Please carry on the passage about the yeast pheromone response from the point where it stops.

DOCUMENT TEXT >>
↓↓↓
In haploid yeast, mating pheromone triggers a fate decision: arrest of the cell cycle in G1 and initiation of mating events. To do that, the MAP kinase of the pheromone response pathway (PRP) Fus3 activates the cyclin dependent kinase inhibitor Far1, which binds to and inhibits all three G1 cyclins complexes, Cdc28/Clns. Cdc28/Cln2 activity is essential to pass the START G1 checkpoint, while Cdc28/Cln3 is required earlier in G1 to drive the expression of Cln2. This has two important consequences: a) inhibition of Cdc28/Clns causes cells to arrest in G1, and b) since Cdc28/Cln2 can block pheromone response, its inhibition by Far1 acts as a positive feedback loop.
However, when cells are exposed to low doses of pheromone a new phenotype appears: some cells start responding to pheromone but after some time, stop the response and divide. We named this behavior “switching cells”
↑↑↑
STUDY MATERIAL >>
↓↓↓
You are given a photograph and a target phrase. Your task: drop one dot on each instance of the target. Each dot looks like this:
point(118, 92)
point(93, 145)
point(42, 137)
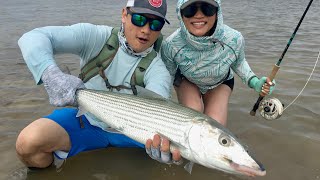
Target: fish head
point(213, 146)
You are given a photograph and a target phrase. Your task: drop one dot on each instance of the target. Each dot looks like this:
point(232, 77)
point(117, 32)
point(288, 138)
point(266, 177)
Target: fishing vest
point(98, 64)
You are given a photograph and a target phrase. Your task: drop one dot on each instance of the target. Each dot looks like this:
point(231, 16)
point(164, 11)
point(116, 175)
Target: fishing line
point(314, 67)
point(272, 108)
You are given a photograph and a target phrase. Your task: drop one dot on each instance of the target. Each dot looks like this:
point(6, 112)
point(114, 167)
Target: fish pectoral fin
point(112, 130)
point(172, 142)
point(81, 111)
point(188, 167)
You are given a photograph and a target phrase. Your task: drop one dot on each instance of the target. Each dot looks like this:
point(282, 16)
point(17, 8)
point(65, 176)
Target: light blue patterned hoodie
point(206, 61)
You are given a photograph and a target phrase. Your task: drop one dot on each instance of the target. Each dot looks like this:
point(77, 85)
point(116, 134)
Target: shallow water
point(288, 147)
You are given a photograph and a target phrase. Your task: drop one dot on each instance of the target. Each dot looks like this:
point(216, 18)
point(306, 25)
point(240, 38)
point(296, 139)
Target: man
point(62, 134)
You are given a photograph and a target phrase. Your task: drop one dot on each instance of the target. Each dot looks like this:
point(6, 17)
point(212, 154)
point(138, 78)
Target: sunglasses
point(206, 9)
point(141, 20)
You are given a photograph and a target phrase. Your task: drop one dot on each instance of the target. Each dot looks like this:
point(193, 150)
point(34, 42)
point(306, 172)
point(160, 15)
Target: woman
point(202, 57)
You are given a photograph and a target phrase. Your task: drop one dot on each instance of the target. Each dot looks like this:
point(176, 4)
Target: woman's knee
point(40, 135)
point(29, 139)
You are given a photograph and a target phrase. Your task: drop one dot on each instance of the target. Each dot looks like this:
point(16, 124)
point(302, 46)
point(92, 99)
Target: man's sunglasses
point(141, 20)
point(192, 9)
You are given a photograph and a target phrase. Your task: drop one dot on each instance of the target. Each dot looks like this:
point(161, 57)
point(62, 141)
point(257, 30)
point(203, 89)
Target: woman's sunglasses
point(140, 21)
point(191, 10)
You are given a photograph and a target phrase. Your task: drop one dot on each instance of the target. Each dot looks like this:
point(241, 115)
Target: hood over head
point(203, 42)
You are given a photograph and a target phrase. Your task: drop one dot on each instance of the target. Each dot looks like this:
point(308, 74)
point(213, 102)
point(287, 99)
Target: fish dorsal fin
point(145, 93)
point(172, 142)
point(81, 111)
point(188, 167)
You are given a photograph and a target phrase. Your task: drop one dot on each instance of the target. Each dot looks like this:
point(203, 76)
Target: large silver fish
point(199, 138)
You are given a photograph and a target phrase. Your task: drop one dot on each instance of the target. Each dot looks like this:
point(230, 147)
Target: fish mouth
point(248, 171)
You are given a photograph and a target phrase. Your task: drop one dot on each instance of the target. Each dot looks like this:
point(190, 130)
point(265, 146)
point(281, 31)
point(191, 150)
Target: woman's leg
point(38, 140)
point(216, 103)
point(189, 95)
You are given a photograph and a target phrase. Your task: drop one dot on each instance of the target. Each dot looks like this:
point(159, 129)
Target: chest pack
point(98, 64)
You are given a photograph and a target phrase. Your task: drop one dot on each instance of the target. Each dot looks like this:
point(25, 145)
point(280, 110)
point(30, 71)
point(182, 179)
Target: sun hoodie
point(209, 60)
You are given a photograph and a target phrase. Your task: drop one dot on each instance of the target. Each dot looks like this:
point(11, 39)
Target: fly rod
point(276, 67)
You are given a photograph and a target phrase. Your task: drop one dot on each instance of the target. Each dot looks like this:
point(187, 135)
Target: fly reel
point(271, 108)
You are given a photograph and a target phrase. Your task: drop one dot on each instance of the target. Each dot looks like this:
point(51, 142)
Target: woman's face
point(199, 24)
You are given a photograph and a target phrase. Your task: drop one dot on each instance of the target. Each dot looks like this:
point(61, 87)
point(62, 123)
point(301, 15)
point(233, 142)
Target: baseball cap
point(154, 7)
point(212, 2)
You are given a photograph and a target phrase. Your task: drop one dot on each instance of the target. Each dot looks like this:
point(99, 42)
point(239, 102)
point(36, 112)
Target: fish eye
point(224, 140)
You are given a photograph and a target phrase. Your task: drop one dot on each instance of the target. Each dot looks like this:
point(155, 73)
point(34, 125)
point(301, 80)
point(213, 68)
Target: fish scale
point(198, 137)
point(129, 115)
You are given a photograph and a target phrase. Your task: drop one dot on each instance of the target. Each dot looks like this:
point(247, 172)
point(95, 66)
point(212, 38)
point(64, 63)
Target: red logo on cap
point(155, 3)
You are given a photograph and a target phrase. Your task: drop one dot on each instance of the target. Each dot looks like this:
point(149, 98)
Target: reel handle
point(272, 75)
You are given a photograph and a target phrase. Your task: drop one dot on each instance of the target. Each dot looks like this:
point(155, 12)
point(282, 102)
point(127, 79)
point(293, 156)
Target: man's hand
point(263, 86)
point(61, 87)
point(159, 149)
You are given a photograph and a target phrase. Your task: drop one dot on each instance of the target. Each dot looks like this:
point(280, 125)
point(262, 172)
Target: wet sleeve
point(241, 66)
point(167, 56)
point(157, 78)
point(39, 46)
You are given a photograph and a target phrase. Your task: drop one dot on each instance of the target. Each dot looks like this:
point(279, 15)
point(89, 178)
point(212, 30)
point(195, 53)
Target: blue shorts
point(84, 136)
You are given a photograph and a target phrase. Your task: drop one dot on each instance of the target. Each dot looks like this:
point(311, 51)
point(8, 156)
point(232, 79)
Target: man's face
point(139, 38)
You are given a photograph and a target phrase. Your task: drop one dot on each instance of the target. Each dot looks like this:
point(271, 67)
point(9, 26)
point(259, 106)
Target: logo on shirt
point(155, 3)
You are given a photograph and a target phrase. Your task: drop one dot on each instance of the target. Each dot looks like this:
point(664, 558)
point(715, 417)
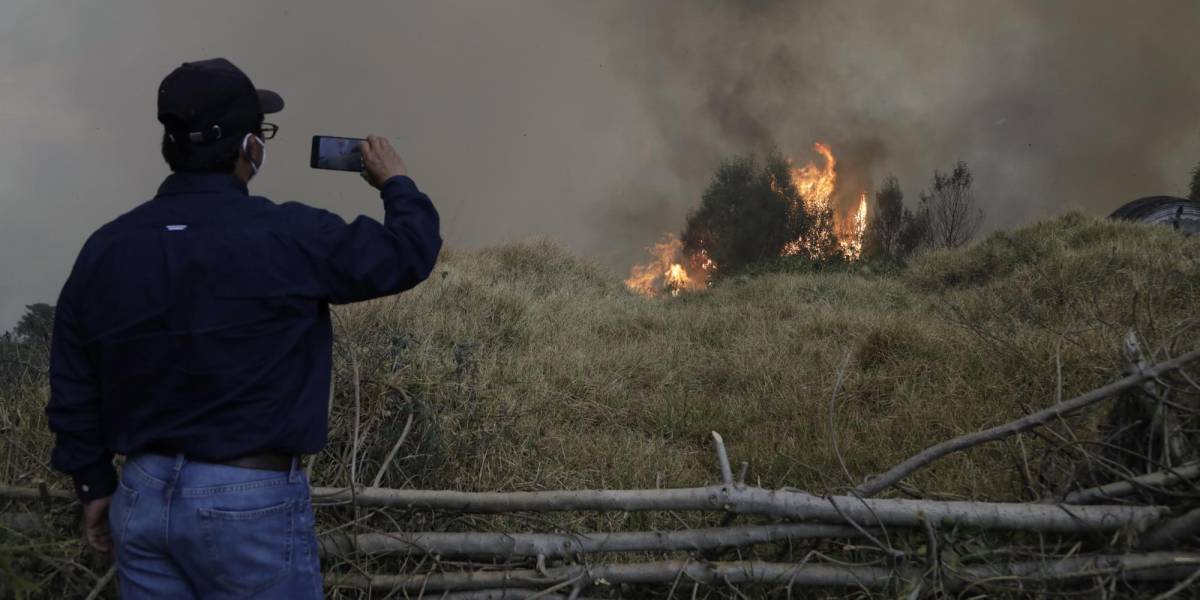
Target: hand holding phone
point(336, 154)
point(373, 157)
point(381, 161)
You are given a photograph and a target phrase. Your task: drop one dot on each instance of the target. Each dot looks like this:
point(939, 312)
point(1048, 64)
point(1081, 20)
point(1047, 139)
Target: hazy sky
point(598, 123)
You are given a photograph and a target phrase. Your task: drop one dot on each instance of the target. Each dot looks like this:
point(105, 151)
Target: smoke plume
point(1055, 106)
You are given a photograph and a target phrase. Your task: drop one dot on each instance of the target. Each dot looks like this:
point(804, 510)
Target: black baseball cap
point(210, 100)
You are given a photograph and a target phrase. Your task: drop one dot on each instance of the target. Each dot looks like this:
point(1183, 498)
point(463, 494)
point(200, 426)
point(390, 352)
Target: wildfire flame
point(666, 271)
point(852, 238)
point(815, 184)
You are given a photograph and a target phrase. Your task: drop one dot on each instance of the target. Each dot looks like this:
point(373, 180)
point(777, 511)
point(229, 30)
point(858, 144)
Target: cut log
point(774, 503)
point(1119, 489)
point(1150, 567)
point(555, 545)
point(934, 453)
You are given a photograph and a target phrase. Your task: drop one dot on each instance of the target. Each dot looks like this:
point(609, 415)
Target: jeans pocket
point(250, 550)
point(120, 509)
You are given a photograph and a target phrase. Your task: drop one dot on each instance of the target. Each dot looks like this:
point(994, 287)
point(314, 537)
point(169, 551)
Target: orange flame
point(815, 184)
point(665, 271)
point(852, 235)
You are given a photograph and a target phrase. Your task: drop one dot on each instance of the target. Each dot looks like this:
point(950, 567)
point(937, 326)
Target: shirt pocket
point(249, 550)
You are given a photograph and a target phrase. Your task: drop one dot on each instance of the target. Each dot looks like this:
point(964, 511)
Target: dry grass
point(531, 369)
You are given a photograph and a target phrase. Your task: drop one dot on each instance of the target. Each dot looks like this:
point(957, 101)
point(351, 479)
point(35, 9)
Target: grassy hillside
point(532, 369)
point(529, 369)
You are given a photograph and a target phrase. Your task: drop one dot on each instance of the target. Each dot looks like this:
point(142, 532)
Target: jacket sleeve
point(75, 411)
point(369, 259)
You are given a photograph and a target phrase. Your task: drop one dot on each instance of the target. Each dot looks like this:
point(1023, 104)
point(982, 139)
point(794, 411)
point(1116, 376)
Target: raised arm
point(367, 259)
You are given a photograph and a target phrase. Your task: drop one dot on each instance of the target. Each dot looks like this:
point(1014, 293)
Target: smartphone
point(337, 154)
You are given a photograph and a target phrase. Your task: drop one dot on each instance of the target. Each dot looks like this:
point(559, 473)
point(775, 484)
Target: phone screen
point(337, 154)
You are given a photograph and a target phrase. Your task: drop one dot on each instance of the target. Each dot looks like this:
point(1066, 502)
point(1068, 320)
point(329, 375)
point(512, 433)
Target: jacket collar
point(178, 184)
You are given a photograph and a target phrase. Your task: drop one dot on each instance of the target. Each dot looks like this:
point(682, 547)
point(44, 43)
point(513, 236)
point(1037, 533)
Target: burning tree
point(753, 213)
point(747, 214)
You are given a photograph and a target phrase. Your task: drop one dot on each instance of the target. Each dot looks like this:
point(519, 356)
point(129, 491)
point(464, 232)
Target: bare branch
point(1119, 489)
point(756, 501)
point(1150, 567)
point(1024, 424)
point(555, 545)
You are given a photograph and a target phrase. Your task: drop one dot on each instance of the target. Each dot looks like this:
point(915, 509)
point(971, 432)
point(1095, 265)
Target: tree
point(882, 238)
point(1194, 190)
point(747, 214)
point(954, 219)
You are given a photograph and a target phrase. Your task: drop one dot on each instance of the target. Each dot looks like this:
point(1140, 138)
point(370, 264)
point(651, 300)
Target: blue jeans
point(192, 529)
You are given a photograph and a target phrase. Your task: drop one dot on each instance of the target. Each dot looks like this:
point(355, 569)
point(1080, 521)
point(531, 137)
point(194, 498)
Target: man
point(193, 337)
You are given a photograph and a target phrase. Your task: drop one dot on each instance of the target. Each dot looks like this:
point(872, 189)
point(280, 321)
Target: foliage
point(528, 369)
point(1194, 189)
point(954, 216)
point(37, 324)
point(745, 215)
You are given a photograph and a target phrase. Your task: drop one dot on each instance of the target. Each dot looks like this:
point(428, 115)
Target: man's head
point(213, 119)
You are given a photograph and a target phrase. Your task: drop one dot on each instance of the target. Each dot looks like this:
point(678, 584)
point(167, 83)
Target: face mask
point(245, 148)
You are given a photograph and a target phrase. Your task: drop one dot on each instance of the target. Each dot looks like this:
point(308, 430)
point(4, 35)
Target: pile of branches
point(1116, 517)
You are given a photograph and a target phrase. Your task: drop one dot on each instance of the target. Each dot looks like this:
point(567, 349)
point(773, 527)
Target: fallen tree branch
point(505, 594)
point(1125, 487)
point(934, 453)
point(775, 503)
point(552, 545)
point(1156, 565)
point(1173, 533)
point(739, 501)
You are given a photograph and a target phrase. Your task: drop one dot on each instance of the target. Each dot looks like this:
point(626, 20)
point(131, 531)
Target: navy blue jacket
point(198, 322)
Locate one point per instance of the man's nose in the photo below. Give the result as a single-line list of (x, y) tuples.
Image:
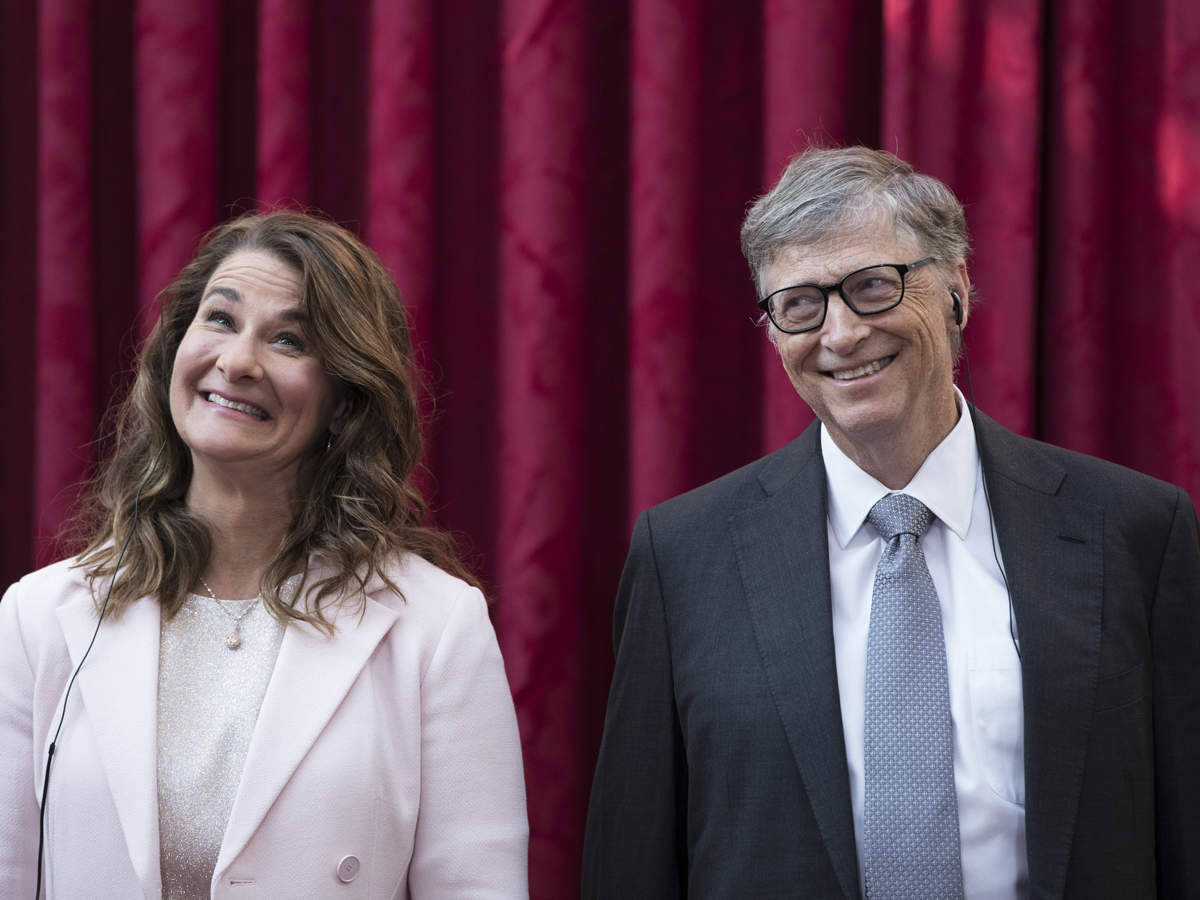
↑↑↑
RESPONSE TO THE EXERCISE >>
We know this switching behavior is present in cln1cln2 strain but absent in Kar4 strain. Kar4 is a transcription factor induced by pheromone and involved in karyogamy. Kar4 induces, with a time delay, the transcription of Cln3 (cyclin of G1). Therefore, my hypothesis is that the pheromone triggers not only the activation of the pheromone pathway but also, with a delay, the increase of Cln3 (cyclin of G1).
Using Copasi and the idea of a incoherent feedforward loop I built a toy model in order to understand how this two opposite branches can explain dynamically the switching behavior.
The goal is to use the insight that I won with the toy model to build a more realistic model for the pheromone pathway and the activation of Cln3 by pheromone.